Repeat each record that follows, keeping it identical.

[Task inputs — start]

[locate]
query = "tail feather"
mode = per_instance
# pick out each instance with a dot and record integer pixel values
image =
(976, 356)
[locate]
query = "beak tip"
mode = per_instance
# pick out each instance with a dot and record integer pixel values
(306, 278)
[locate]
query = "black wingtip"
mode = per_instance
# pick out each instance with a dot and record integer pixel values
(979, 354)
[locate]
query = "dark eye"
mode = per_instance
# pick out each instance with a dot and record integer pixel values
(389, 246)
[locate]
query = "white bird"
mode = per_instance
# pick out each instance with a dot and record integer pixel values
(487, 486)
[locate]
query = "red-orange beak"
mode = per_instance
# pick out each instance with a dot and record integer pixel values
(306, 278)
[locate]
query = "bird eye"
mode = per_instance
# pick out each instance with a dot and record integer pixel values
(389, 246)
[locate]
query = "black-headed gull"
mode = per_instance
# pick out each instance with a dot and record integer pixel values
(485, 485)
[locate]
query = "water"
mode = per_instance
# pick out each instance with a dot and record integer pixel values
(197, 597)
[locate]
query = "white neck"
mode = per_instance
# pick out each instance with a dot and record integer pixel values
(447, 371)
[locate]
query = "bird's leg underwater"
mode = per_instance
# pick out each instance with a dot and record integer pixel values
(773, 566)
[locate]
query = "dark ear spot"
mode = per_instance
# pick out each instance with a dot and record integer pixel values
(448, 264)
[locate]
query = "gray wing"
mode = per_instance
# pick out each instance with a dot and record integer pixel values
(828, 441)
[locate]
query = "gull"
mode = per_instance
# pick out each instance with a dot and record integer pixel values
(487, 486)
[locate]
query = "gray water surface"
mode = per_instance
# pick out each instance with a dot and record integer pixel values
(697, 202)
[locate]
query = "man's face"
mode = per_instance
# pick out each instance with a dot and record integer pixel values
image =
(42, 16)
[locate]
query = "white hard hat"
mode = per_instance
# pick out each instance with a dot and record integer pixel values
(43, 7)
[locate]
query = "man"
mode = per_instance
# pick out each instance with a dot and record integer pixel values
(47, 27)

[Task inputs — finish]

■ **Answer section**
[locate]
query = "tail feather"
mode = per_instance
# pick out each instance with a dot and record integer pixel values
image =
(976, 356)
[locate]
query = "beak tip"
mode = per_instance
# pick out each instance with a dot and record integer pixel values
(306, 278)
[locate]
query = "black wingtip"
mode = per_instance
# pick out each instance with a dot and record integer pixel values
(979, 354)
[locate]
query = "dark eye"
mode = per_instance
# pick out each instance with a dot and record integer pixel values
(389, 246)
[locate]
query = "white bird"
mode = per_instance
# pick out each instance with a dot and record integer pixel values
(487, 486)
[locate]
query = "red-orange beak"
mode = per_instance
# pick out each instance with a dot and record integer pixel values
(306, 278)
[locate]
query = "bird eye"
mode = per_instance
# pick out each instance with a dot and record integer pixel values
(389, 246)
[locate]
query = "black-headed gull"
mode = per_instance
# pick out each instance with a dot and record integer pixel values
(485, 485)
[locate]
query = "water"
mode = per_instance
# pick out each instance with a dot and record integer pixel values
(197, 597)
[locate]
query = "white neck"
mode = per_instance
# pick out each instance with a dot and record integer pixel values
(447, 371)
[locate]
query = "bird's leg underwater"
mode = per_instance
# pick out each instance with a dot and record integer pixel values
(773, 566)
[locate]
query = "dark ear spot"
mode = per_instance
# pick out each instance with a dot and record integer pixel values
(448, 264)
[locate]
query = "gray wing"
mode = per_instance
# pick out each instance with a dot and record integer pixel values
(828, 441)
[locate]
query = "gull"
mode = per_instance
# pick out each instance with a dot and record integer pixel values
(487, 486)
[locate]
query = "gray water surface"
mode = per_instance
# pick out each instance with a dot and record integer pixel values
(697, 202)
[locate]
query = "man's face"
mode = per_instance
# pick out each instance with a dot and record integer pixel values
image =
(42, 16)
[locate]
query = "white hard hat"
mode = per_instance
# pick out each instance with a dot and record integer pixel values
(43, 7)
[locate]
query = "man"
mode = per_instance
# pick out each instance with a dot and record integer pixel values
(47, 27)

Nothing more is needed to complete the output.